### СТРАНИЦА
....
По мнению одного из известных эстрадных певцов, «девушкам из высшего общества трудно избежать одиночества». А вот общество у моей юной прабабушки Александры Павловны было самое что ни на есть обычное. Гимназическое общество. Причём, состоящее из одних только девочек, ибо мальчики, щеголявшие форменными фуражками с блестящими чёрными козырьками, учились в здании на соседней улице.
С пятнадцати лет прабабушка слыла первой красавицей на всю округу. Неудивительно, что молодой инженер-химик, приехавший в их город, просто голову потерял, как только увидел девушку, возвращавшуюся с книгами из гимназии. Он и раздумывать долго не стал: через несколько дней взял да и пришёл к родителям с предложением руки и сердца их средней дочери. Те, правда, поначалу были немного озадачены – разница в возрасте была, по их мнению, великовата: почти пятнадцать лет. Они не могли представить себе, что их молоденькая Шура, ещё не окончившая курса гимназии, станет женой достаточно солидного человека, образованного и весьма уважаемого. Но Борис оказался настойчив: при всех он дал клятвенное заверение - любить будущую супругу больше своей жизни.
....
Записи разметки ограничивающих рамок
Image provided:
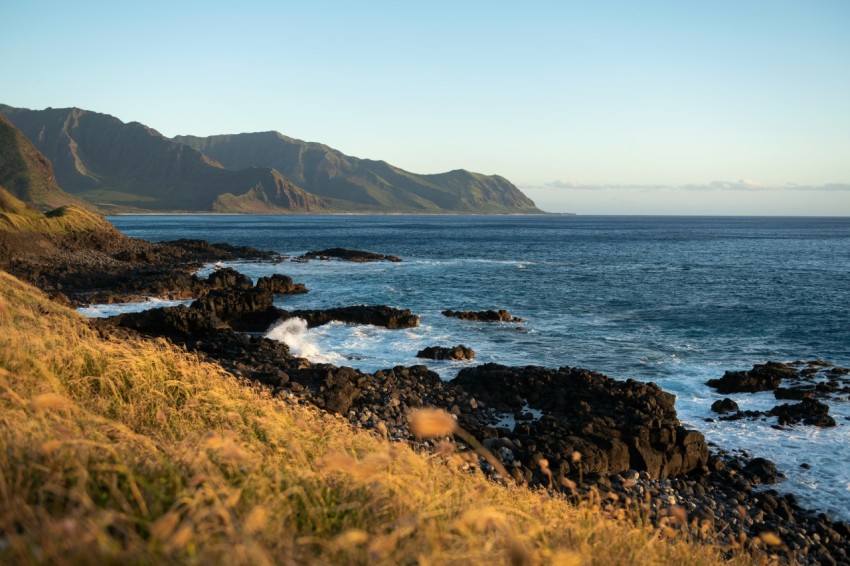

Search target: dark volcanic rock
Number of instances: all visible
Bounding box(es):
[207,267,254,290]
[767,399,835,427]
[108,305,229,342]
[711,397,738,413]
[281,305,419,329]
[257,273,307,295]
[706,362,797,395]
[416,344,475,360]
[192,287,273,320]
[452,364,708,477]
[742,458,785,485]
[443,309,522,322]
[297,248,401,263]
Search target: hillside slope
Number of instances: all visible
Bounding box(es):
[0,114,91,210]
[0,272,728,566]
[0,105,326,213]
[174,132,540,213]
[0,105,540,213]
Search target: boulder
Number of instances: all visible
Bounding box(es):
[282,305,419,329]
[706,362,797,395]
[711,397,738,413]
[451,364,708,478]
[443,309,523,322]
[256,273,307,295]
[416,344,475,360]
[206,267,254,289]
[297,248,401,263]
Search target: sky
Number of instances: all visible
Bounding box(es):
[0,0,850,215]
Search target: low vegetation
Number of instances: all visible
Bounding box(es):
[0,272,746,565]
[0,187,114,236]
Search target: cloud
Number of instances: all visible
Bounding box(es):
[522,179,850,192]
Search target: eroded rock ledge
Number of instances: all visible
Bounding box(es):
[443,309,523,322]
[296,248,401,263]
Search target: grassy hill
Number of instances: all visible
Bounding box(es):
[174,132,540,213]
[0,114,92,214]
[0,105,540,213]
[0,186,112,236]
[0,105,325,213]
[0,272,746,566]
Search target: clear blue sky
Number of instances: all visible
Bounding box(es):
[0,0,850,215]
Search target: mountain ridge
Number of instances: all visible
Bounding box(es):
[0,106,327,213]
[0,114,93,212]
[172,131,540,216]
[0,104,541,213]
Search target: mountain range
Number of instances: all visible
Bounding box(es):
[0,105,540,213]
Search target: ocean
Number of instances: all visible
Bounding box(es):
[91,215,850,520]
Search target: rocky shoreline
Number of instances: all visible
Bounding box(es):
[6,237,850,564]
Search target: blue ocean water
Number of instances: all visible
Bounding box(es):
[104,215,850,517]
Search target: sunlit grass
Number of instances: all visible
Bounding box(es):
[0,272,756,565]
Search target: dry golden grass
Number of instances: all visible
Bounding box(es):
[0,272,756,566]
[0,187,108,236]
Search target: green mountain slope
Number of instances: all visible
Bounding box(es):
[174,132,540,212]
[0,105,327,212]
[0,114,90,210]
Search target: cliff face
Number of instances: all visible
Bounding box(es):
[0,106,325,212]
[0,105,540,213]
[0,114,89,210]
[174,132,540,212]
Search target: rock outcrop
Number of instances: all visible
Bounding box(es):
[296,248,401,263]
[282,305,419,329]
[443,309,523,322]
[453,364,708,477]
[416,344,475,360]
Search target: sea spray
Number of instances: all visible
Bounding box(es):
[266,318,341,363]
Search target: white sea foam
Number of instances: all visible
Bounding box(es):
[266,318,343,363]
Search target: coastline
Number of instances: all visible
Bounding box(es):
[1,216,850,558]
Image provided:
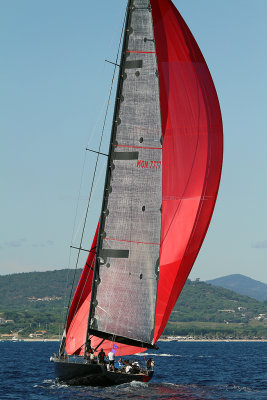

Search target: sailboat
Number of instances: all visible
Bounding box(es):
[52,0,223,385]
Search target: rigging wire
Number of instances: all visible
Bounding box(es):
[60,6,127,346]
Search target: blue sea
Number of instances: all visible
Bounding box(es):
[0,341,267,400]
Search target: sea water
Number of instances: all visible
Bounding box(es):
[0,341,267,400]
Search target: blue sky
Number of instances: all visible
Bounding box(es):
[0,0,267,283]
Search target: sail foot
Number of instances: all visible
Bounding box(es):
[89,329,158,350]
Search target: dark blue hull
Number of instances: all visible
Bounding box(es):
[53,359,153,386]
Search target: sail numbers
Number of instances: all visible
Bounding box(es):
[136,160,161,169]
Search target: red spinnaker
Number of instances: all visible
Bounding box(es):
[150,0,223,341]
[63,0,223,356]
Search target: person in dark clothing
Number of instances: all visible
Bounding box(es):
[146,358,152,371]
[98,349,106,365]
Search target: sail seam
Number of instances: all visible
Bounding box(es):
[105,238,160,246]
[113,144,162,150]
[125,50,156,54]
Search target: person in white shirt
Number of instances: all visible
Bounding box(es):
....
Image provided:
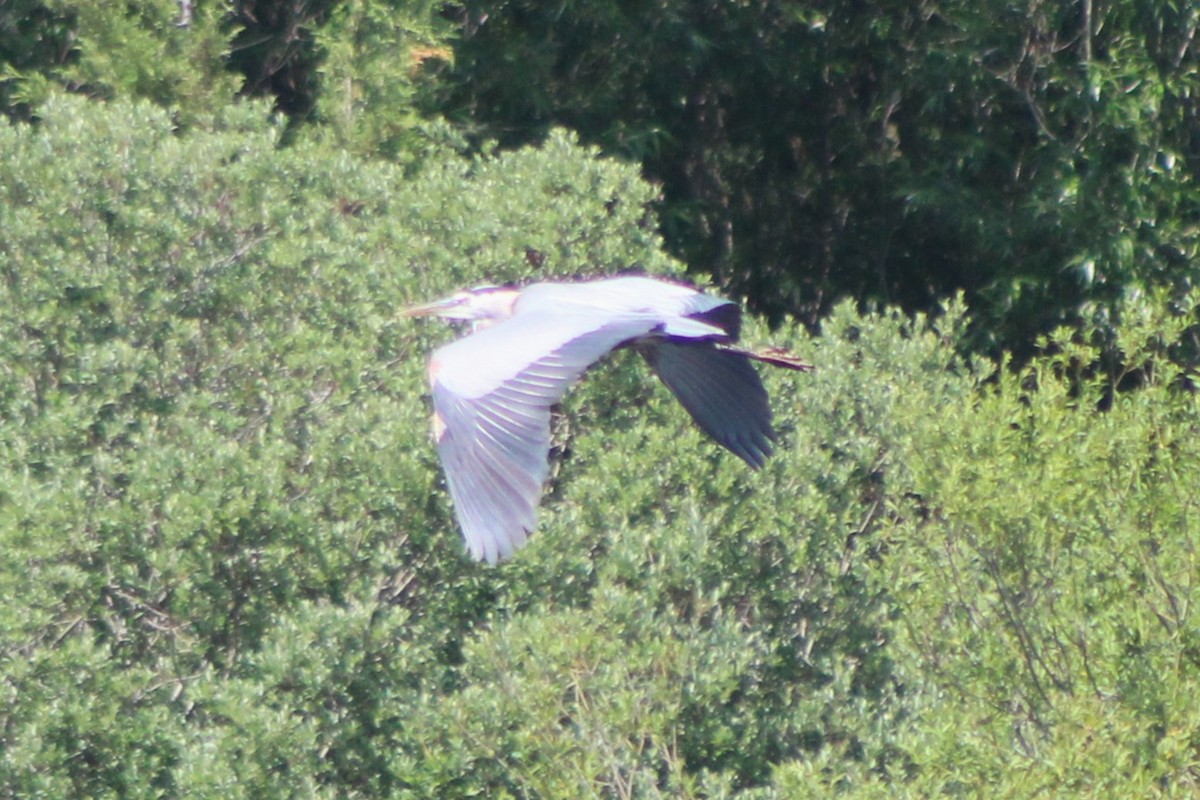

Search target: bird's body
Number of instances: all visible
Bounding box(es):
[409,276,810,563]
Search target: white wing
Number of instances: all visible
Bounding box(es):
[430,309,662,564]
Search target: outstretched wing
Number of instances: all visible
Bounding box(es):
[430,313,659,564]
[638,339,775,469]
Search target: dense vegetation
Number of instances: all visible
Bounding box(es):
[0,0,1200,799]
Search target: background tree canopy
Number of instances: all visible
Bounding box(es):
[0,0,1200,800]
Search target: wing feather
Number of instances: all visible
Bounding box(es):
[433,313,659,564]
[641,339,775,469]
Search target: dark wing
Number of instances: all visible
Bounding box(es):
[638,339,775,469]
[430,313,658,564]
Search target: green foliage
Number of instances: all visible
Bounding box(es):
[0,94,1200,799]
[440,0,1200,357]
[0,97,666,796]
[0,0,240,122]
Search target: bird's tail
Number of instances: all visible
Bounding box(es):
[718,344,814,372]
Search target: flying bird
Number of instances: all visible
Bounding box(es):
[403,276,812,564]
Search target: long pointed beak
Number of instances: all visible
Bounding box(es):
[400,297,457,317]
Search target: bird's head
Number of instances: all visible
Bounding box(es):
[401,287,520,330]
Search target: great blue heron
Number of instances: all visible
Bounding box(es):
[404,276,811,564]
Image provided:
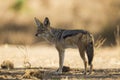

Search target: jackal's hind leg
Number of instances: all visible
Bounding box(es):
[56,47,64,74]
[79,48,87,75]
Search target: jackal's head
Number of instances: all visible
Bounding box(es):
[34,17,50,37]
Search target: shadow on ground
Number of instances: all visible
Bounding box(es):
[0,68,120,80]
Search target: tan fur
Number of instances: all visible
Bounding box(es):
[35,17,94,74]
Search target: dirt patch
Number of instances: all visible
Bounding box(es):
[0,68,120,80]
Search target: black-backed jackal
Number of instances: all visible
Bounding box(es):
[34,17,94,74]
....
### ЗАДАНИЯ
(A) Выпишите из рассказа о прабабушке отрывок от слов «С пятнадцати лет» до слов «больше своей жизни.» включительно.
(B) Продолжите рассказ о прабабушке Александре Павловне сразу после его последней фразы.

### ОТВЕТЫ К ЗАДАНИЯМ
(A)
С пятнадцати лет прабабушка слыла первой красавицей на всю округу. Неудивительно, что молодой инженер-химик, приехавший в их город, просто голову потерял, как только увидел девушку, возвращавшуюся с книгами из гимназии. Он и раздумывать долго не стал: через несколько дней взял да и пришёл к родителям с предложением руки и сердца их средней дочери. Те, правда, поначалу были немного озадачены – разница в возрасте была, по их мнению, великовата: почти пятнадцать лет. Они не могли представить себе, что их молоденькая Шура, ещё не окончившая курса гимназии, станет женой достаточно солидного человека, образованного и весьма уважаемого. Но Борис оказался настойчив: при всех он дал клятвенное заверение - любить будущую супругу больше своей жизни.

(B)
Как только Шурочке исполнилось шестнадцать лет, сыграли свадьбу. Борис оказался человеком слова: молодая жена не знала отказа ни в одной из своих просьб. Теперь уже вряд ли кто-нибудь узнал бы вчерашнюю гимназистку, постоянный гардероб которой совсем недавно состоял из форменного коричневого платья, обязательного белого передника и пары самых обычных башмаков, купленных в лавке неподалёку от дома. Одежда шилась по последней моде у лучших портных города. Платяной шкаф заполнили рединготы, платья с широкими подолами, бесчисленные накидки, шляпки, перчатки… Отдельный шкаф был отведён под манто – сказывалось влияние французской моды. Моднице Шурочке особенно нравился свободный покрой этой одежды и полное отсутствие пуговиц, и, надо сказать, она оставалась верна своему вкусу на протяжении многих лет.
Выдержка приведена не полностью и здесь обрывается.